= Excerpt provided =
--------------------------------------------------

Dengue fever: symptoms, treatments, and prevention

Dengue fever: symptoms, treatments, and prevention

Dengue fever, also known as breakbone fever is a mosquito-borne infection that causes a severe flu-like illness. Four different viruses can cause dengue fever, all of which are spread by a particular type of mosquito.

Dengue fever can vary from mild to severe; severe forms include dengue shock syndrome and dengue hemorrhagic fever (DHF). Patients who develop the most serious forms of dengue fever usually need to be hospitalized.

There are currently no vaccines for dengue fever. The best way to prevent the disease is to avoid being bitten by mosquitoes altogether. Although there is no precise treatment for dengue, it is treatable if caught before developing into dengue shock syndrome or dengue hemorrhagic fever.

A study published in Nature (April 2013 issue) showed that there are approximately 390 million people worldwide infected with the dengue virus each year, over three times as many as the World Health Organization's estimate of up to 100 million.

Here are some key points about dengue fever. More detail and supporting information is in the main article.

  • Dengue is transmitted between people by the mosquitoes Aedes aegypti and Aedes albopictus, which are found throughout the world.
  • Around 2.5 billion people, or 40 percent of the world's population, live in areas where there is a risk of dengue transmission.
  • Dengue is endemic in at least 100 countries in Asia, the Pacific, the Americas, Africa, and the Caribbean.
  • Symptoms of infection usually begin 4-7 days after the mosquito bite and typically last 3-10 days.

--------------------------------------------------

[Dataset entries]
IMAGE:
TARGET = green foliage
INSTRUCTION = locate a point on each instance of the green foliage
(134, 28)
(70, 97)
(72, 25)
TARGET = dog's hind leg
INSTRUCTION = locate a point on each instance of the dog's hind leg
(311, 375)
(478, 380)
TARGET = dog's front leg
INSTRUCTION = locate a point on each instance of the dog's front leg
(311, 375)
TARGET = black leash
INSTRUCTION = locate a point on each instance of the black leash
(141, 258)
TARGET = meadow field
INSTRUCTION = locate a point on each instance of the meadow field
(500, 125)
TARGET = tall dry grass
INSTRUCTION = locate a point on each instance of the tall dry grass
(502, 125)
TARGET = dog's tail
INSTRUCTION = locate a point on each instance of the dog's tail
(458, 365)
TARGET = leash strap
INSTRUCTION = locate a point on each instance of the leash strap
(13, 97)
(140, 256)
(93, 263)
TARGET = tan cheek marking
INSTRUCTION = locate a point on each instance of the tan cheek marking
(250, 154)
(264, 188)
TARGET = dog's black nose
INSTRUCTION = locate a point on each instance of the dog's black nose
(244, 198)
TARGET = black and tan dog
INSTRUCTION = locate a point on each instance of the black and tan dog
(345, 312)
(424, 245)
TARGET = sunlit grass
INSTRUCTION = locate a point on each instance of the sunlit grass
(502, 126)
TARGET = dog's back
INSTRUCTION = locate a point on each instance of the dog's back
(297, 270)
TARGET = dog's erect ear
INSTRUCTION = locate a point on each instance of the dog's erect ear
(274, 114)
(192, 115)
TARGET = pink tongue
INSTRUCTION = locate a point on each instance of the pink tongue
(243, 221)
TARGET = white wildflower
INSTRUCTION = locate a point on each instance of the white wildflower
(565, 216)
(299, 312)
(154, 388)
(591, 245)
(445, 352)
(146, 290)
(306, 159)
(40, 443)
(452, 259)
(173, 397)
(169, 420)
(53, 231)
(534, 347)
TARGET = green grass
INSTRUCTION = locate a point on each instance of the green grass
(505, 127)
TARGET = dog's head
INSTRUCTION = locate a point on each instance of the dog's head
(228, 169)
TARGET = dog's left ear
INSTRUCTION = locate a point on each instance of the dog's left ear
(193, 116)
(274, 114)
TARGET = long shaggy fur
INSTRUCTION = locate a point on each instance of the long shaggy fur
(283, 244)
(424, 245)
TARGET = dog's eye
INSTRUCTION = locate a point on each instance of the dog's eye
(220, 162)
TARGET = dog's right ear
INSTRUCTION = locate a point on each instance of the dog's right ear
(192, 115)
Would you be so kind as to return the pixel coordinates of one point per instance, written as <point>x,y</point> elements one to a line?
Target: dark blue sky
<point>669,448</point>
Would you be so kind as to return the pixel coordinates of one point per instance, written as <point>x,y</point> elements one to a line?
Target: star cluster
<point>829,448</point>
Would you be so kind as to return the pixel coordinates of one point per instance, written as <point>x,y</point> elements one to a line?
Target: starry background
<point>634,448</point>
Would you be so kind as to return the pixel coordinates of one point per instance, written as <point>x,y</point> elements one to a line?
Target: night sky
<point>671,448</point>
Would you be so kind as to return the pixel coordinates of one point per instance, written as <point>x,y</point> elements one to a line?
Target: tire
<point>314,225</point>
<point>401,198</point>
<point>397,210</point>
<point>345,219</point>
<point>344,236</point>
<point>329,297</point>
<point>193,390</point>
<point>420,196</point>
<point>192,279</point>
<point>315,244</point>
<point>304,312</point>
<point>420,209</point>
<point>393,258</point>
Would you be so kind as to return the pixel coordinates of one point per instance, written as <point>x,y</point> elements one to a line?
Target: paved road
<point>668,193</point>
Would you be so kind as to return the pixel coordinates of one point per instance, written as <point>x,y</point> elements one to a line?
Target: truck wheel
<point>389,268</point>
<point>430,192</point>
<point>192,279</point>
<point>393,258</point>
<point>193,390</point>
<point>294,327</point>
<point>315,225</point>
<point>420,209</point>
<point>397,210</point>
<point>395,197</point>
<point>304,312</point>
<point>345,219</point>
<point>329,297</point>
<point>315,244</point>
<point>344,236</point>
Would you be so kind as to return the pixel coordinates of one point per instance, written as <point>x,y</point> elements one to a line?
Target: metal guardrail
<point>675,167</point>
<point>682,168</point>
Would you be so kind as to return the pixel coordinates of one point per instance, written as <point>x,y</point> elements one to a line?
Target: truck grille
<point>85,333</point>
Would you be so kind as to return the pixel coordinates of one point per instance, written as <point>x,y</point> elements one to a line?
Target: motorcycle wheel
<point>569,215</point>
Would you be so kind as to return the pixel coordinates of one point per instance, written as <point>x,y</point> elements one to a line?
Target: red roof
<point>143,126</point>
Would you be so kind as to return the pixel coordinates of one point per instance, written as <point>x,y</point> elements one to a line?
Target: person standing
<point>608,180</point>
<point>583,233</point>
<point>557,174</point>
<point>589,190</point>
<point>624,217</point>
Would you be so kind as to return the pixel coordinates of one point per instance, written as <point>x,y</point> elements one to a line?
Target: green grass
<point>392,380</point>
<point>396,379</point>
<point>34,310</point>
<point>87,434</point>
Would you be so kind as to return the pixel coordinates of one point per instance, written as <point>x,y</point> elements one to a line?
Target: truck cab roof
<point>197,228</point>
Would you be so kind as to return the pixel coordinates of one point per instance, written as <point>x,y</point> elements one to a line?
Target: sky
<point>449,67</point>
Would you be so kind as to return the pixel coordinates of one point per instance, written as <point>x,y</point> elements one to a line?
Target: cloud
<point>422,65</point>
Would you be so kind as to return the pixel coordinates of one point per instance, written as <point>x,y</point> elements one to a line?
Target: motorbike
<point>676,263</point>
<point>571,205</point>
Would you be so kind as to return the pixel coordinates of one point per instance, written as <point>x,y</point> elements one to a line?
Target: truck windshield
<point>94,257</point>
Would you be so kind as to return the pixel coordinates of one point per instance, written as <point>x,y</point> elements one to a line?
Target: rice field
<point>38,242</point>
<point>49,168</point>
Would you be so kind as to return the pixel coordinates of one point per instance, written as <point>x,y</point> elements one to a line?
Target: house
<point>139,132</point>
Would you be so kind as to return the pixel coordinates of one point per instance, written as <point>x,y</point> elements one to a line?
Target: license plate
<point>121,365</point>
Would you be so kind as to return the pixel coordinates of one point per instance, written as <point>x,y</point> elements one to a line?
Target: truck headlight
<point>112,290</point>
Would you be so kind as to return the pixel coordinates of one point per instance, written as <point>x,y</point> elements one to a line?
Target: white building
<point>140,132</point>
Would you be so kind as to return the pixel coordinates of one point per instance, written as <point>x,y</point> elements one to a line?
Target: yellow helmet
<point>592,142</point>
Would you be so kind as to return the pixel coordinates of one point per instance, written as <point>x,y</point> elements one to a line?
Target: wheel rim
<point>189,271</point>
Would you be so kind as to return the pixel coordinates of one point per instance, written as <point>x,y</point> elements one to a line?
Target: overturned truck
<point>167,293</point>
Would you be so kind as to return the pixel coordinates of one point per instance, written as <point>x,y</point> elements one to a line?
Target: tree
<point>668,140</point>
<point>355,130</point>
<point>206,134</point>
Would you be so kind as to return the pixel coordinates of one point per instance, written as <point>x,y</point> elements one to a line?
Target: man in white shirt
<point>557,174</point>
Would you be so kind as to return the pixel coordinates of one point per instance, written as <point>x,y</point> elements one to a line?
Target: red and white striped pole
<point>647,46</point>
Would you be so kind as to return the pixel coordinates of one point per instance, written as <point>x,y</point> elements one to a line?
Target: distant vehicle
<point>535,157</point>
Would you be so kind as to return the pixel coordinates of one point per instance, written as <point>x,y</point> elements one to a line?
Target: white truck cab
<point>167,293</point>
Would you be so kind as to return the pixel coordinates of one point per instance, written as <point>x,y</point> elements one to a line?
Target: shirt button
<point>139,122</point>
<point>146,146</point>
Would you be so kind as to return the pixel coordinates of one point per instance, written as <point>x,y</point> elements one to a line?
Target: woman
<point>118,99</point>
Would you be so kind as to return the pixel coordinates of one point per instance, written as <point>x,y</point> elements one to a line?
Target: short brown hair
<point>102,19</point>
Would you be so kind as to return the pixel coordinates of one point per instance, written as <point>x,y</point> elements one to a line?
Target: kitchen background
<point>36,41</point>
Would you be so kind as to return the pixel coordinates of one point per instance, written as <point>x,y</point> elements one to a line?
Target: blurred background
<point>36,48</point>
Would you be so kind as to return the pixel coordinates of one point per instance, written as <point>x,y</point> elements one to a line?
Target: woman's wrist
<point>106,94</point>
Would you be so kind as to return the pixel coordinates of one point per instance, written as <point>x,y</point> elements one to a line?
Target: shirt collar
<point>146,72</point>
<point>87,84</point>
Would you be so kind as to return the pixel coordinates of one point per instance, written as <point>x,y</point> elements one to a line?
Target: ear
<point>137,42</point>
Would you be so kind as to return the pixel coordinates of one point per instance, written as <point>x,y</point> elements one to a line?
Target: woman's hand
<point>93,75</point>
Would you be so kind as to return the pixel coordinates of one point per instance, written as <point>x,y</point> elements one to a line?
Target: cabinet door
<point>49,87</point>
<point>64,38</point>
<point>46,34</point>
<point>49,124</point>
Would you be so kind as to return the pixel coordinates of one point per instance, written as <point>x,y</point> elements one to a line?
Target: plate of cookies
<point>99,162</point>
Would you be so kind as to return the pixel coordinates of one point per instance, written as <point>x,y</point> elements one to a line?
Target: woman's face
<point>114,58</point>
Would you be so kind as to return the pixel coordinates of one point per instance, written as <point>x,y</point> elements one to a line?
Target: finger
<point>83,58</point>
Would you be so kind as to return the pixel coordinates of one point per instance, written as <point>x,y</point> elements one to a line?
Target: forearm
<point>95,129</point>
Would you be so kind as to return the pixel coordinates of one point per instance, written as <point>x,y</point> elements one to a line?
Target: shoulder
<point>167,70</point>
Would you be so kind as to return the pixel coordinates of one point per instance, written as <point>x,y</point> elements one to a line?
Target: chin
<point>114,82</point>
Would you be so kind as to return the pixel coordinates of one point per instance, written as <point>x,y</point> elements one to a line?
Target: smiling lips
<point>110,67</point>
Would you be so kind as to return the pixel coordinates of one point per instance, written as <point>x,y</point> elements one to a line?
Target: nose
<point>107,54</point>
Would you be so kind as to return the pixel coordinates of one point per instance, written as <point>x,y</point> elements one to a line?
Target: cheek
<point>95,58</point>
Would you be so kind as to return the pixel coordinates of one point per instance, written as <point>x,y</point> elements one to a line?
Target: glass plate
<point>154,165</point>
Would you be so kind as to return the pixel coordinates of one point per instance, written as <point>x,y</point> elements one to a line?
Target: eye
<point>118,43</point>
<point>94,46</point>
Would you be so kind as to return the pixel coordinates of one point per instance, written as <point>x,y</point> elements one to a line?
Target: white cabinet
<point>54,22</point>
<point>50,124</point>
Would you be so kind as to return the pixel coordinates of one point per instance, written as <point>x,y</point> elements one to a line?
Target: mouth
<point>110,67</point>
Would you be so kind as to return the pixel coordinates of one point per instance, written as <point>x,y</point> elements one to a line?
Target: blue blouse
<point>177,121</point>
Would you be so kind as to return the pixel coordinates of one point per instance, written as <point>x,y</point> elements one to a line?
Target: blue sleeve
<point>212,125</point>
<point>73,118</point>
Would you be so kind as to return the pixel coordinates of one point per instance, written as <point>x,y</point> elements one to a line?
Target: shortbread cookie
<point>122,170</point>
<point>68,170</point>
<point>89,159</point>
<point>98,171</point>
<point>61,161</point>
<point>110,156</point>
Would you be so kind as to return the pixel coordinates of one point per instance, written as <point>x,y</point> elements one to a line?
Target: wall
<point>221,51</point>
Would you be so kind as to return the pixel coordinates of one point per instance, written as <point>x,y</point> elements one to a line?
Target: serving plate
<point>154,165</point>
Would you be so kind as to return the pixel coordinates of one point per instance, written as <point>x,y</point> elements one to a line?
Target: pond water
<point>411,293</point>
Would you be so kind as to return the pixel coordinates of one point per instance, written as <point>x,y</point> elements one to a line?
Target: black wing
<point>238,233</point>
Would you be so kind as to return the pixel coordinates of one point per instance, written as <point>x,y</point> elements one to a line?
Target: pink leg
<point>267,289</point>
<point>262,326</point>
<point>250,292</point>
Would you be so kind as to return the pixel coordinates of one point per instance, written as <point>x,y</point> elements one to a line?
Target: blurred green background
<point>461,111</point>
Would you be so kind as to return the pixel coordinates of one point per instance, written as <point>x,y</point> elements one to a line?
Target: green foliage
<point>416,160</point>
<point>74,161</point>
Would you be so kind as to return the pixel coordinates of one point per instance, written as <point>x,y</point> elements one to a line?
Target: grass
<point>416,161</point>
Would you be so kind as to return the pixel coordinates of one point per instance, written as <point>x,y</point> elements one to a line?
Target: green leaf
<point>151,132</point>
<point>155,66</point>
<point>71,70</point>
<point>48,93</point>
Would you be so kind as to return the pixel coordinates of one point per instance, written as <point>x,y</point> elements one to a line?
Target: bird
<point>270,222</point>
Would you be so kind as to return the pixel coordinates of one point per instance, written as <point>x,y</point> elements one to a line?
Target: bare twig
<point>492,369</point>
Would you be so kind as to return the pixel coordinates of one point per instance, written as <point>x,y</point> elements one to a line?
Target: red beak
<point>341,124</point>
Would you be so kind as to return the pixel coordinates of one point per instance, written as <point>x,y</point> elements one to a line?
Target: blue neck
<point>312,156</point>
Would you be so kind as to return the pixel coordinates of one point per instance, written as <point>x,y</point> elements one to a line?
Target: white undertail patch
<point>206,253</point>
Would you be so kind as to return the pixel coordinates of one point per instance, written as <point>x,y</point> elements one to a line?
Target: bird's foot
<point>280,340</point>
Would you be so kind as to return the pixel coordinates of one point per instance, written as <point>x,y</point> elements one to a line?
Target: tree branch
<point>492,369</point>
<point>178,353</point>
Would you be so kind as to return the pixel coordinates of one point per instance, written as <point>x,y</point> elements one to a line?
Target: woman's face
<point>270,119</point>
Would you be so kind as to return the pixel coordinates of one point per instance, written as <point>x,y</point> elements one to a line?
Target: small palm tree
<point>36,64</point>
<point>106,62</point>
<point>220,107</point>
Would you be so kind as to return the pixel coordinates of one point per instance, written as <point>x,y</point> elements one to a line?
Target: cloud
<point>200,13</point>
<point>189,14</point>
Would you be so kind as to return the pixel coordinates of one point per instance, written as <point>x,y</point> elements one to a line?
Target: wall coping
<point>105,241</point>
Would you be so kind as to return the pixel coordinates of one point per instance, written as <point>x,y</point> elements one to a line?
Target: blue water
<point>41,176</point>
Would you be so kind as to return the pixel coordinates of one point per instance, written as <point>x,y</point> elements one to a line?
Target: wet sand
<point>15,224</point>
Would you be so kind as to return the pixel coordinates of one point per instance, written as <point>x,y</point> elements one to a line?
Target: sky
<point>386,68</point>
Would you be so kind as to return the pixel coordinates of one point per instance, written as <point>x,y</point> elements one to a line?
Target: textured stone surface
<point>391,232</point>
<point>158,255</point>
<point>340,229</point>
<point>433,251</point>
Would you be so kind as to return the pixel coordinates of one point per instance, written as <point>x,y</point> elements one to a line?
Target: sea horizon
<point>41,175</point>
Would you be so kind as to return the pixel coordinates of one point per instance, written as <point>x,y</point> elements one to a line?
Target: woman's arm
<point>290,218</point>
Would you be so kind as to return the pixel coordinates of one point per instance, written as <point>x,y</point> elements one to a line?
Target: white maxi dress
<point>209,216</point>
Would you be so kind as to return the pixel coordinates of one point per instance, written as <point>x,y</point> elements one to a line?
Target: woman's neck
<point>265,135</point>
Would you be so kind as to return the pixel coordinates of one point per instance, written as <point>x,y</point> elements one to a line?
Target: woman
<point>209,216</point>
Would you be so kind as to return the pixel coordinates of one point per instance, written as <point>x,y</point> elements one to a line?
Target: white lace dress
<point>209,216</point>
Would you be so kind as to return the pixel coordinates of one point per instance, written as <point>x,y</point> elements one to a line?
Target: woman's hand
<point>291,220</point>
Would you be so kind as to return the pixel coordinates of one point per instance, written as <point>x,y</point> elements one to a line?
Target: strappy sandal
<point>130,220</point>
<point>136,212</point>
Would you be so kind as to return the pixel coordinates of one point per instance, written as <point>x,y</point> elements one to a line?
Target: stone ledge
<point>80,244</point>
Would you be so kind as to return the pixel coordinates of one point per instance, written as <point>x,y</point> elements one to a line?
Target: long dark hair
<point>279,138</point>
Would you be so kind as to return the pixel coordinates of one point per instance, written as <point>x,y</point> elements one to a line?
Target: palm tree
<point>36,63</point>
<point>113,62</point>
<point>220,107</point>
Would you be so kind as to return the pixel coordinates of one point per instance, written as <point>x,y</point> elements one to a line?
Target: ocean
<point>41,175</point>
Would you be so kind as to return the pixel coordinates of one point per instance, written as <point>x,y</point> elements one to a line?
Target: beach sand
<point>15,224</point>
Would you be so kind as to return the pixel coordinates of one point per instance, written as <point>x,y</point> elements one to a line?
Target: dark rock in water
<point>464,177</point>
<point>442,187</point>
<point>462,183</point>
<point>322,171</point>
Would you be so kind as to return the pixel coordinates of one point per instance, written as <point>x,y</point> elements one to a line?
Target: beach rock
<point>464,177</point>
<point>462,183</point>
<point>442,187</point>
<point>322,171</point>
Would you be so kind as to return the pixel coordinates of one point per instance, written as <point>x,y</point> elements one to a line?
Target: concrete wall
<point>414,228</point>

--------------------------------------------------

= Exercise description =
Decide whether each statement below agrees with the dengue fever article, answering yes or no and quoting the article's deciding words: (a) Dengue fever can be caused by four different viruses. (b) A vaccine for dengue fever is currently available. (c) Symptoms of infection typically last 3-10 days.

= Task response =
(a) Yes: "Four different viruses can cause dengue fever"
(b) No: "There are currently no vaccines for dengue fever."
(c) Yes: "typically last 3-10 days"